• **本文抜粋**:
········
サンプルのデータはこのようになっています。
##Instruction: Write a succinct description of the image, capturing its main components, the relationships between them, and any notable details. ##Question: ##Answer: A man with a red helmet on a small moped on a dirt road.
cocoのデータセットはCaptionなので、Questionの部分は空欄になっています。
processorでの処理について見ていきましょう。基本的には画像の正規化とテキストのトークンかを行っています。その他にもmax_lengthに満たない語数の入力データはPaddingされるように設定しています。processorで処理したデータは辞書型で返されて以下の値を持ちます。
- input_ids: トークン化されたテキストの配列
- attention_mask: トークン化されたテキストに対するマスク(Paddingが0)
- pixel_values: 正規化された画像のアレイ。Channel firstにも変換されている。
········
• **課題の内容**:
a) 本文抜粋の「##Instruction: Write a」から「pixel_values: 正規化された画像のアレイ。Channel firstにも変換されている。」までを、両端も含めてそのまま書き写してください。
b) 本文抜粋によると、attention_maskでは、Paddingされた部分はどんな値になっていますか。
········
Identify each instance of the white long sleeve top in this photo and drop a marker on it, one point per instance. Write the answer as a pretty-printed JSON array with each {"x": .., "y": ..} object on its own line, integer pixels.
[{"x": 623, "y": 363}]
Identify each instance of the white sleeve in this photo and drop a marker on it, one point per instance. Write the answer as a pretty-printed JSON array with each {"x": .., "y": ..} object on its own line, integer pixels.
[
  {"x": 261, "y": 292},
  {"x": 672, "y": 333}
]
········
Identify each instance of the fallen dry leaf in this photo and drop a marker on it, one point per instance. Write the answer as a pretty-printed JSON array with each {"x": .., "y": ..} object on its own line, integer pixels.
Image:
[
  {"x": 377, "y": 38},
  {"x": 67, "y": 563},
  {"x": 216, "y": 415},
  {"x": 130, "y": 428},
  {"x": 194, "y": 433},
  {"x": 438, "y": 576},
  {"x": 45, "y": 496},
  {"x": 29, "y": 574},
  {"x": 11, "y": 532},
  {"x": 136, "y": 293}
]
········
• **解答一覧**:
a)
##Instruction: Write a succinct description of the image, capturing its main components, the relationships between them, and any notable details. ##Question: ##Answer: A man with a red helmet on a small moped on a dirt road.
cocoのデータセットはCaptionなので、Questionの部分は空欄になっています。
processorでの処理について見ていきましょう。基本的には画像の正規化とテキストのトークンかを行っています。その他にもmax_lengthに満たない語数の入力データはPaddingされるように設定しています。processorで処理したデータは辞書型で返されて以下の値を持ちます。
- input_ids: トークン化されたテキストの配列
- attention_mask: トークン化されたテキストに対するマスク(Paddingが0)
- pixel_values: 正規化された画像のアレイ。Channel firstにも変換されている。

b) 0です。